» **WHAT IS NEEDED**: With the pictures excluded, retype the records that follow exactly.

» **Point-per-instance localization data**:

========

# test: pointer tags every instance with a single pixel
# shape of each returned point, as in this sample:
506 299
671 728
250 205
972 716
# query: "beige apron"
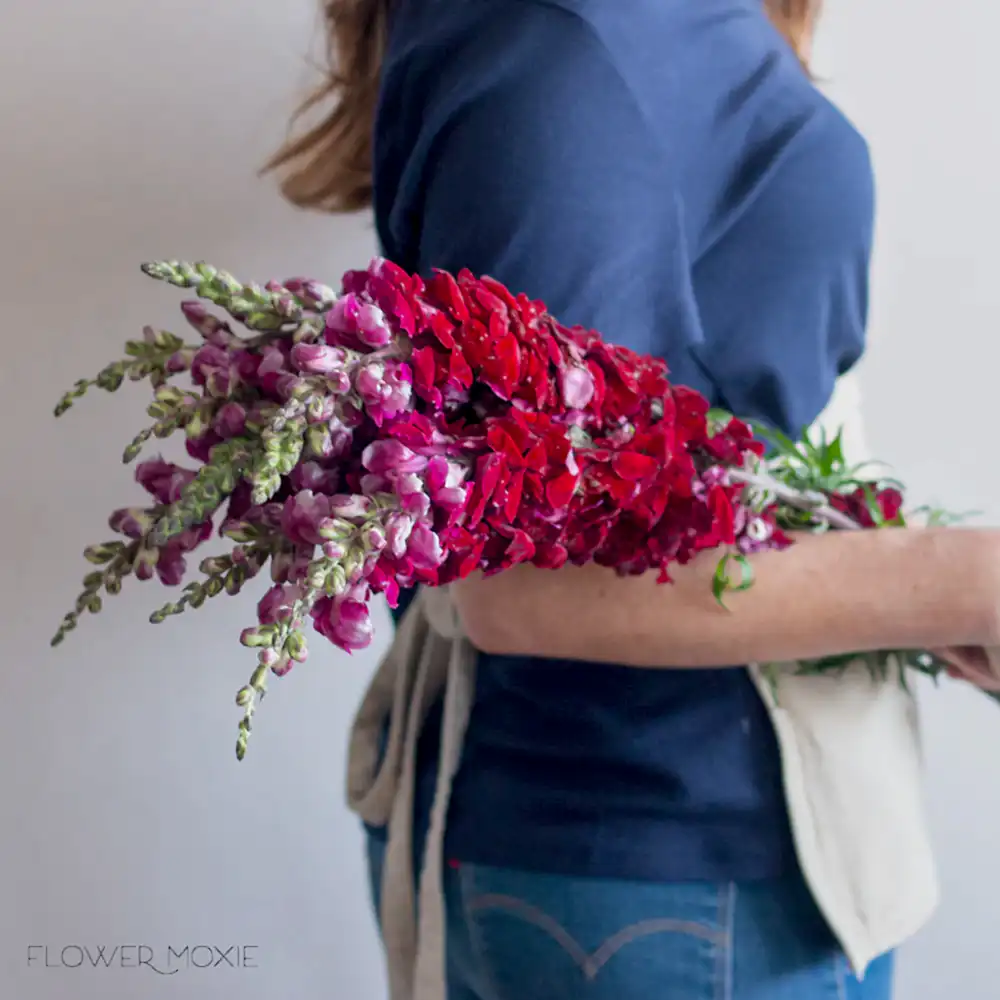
851 760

========

» **SOLVED PROBLEM**:
# test: pointer tags every instance with a single pixel
# shape of each returned point, as in this sample:
506 299
671 728
250 205
972 716
# query: "beige apron"
851 760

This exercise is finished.